= List of United States federal courthouses in Oklahoma =

Following is a list of current and former courthouses of the United States federal court system located in Oklahoma. Each entry indicates the name of the building along with an image, if available, its location and the jurisdiction it covers, the dates during which it was used for each such jurisdiction, and, if applicable the person for whom it was named, and the date of renaming. Dates of use will not necessarily correspond with the dates of construction or demolition of a building, as pre-existing structures may be adapted or court use, and former court buildings may later be put to other uses. Also, the official name of the building may be changed at some point after its use as a federal court building has been initiated.

_Excerpted data_:
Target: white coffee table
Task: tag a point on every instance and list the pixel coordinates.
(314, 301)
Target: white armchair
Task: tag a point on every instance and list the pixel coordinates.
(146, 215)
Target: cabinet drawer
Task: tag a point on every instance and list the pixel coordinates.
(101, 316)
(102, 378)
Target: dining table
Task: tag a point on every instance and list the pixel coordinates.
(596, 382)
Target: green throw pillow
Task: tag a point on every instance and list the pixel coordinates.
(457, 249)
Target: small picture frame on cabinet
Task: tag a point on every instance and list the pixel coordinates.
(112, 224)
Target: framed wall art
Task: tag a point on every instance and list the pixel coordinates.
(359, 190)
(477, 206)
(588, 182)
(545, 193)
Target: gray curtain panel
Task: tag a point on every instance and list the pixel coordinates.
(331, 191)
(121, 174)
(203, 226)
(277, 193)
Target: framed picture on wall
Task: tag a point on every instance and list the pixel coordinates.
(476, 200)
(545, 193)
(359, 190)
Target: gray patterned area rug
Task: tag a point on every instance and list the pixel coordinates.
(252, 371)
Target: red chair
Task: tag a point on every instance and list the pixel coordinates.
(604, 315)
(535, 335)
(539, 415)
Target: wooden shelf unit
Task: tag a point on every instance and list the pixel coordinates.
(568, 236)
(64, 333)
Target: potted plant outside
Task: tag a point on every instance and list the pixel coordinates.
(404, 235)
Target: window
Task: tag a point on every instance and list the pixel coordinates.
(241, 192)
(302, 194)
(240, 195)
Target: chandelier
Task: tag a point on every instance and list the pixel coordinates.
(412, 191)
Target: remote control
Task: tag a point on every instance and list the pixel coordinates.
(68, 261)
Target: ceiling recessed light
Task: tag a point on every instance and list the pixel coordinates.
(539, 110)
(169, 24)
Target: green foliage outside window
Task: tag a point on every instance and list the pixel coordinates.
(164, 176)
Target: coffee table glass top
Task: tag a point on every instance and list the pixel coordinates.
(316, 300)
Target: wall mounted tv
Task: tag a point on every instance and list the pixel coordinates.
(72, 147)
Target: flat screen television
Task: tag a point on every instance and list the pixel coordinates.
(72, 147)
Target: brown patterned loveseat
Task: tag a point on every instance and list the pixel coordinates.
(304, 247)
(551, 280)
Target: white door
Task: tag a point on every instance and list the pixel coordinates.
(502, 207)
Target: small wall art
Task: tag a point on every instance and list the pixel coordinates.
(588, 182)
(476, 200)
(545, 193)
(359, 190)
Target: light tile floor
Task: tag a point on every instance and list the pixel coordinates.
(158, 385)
==
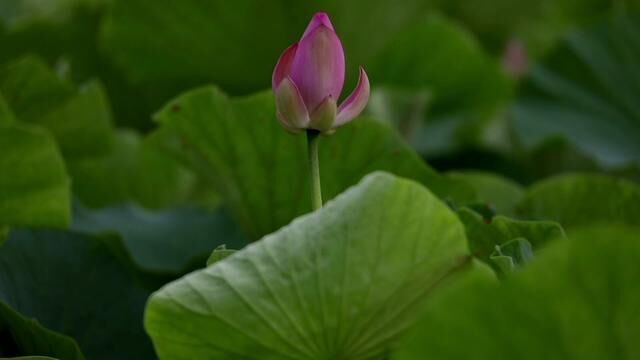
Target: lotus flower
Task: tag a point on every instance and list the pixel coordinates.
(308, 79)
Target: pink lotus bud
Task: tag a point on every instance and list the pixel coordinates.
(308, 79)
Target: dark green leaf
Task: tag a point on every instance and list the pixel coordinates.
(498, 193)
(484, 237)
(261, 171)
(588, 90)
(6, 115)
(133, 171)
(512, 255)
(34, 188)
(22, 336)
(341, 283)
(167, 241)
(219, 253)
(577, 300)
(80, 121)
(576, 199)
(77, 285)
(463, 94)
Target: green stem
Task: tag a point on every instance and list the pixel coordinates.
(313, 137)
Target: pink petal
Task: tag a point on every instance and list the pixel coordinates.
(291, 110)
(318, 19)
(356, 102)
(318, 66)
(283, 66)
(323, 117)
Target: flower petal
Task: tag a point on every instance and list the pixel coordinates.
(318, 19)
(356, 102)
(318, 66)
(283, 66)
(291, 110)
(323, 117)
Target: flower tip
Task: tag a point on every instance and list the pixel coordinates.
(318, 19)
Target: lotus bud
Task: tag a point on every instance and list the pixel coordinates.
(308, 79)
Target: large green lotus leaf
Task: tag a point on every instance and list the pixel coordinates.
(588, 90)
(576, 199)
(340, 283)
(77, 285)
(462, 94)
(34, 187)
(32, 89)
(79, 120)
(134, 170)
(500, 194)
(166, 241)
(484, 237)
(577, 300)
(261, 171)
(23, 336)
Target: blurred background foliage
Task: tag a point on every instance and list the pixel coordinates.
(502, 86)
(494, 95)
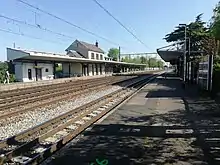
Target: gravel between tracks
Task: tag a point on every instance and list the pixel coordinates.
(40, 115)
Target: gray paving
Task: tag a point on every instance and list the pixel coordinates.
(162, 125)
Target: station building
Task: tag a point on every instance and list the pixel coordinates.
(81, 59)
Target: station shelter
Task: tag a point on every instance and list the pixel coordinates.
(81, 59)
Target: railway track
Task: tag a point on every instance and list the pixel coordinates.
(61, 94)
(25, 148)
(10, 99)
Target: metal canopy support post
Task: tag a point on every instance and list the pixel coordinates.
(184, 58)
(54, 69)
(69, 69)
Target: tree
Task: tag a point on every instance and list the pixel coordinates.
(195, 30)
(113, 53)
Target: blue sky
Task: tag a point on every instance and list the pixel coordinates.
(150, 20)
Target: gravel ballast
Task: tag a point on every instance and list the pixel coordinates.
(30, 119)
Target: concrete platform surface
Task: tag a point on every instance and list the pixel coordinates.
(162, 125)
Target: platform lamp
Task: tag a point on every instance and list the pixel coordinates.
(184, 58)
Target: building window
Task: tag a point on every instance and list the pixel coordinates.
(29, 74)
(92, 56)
...
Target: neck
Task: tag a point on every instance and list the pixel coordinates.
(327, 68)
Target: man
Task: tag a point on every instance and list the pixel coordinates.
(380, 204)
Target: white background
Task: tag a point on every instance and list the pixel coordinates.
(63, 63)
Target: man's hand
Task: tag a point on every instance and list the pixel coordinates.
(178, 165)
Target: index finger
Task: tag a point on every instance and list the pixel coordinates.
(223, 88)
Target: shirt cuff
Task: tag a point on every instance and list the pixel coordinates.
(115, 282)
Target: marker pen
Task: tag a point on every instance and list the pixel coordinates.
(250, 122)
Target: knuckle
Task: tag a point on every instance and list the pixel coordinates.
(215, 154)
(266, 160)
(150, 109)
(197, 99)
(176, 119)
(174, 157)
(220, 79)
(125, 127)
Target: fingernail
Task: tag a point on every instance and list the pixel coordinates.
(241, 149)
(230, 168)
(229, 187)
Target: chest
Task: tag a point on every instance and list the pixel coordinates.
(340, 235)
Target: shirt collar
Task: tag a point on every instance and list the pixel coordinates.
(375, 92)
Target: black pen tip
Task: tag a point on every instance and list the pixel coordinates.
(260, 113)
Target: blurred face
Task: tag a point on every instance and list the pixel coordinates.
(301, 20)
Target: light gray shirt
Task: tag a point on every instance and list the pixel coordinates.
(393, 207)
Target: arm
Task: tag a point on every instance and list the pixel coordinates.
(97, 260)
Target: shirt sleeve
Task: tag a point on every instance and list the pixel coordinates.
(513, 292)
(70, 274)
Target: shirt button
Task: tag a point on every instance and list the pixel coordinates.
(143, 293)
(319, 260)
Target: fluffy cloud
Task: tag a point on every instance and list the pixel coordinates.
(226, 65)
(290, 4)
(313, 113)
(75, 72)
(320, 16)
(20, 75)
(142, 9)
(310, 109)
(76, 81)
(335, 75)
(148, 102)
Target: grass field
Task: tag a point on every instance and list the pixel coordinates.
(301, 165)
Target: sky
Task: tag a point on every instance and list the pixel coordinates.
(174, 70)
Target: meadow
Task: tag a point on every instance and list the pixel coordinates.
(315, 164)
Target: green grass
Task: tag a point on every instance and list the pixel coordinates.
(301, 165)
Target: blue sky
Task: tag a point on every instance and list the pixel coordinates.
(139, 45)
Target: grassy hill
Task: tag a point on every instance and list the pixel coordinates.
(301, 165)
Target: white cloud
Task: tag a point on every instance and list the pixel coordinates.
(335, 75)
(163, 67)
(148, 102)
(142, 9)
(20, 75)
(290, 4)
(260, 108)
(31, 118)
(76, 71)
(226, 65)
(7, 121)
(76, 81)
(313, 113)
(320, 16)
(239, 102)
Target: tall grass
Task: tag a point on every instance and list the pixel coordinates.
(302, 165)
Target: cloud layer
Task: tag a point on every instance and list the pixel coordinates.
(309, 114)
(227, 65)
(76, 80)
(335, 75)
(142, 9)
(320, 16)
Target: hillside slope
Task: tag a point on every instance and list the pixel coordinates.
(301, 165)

_Task goal_:
Please copy out the passage from the list of federal courthouses in Oklahoma, word for word, between "Following is a" and "has been initiated.", inclusive.

_Answer in full_:
Following is a list of current and former courthouses of the United States federal court system located in Oklahoma. Each entry indicates the name of the building along with an image, if available, its location and the jurisdiction it covers, the dates during which it was used for each such jurisdiction, and, if applicable the person for whom it was named, and the date of renaming. Dates of use will not necessarily correspond with the dates of construction or demolition of a building, as pre-existing structures may be adapted or court use, and former court buildings may later be put to other uses. Also, the official name of the building may be changed at some point after its use as a federal court building has been initiated.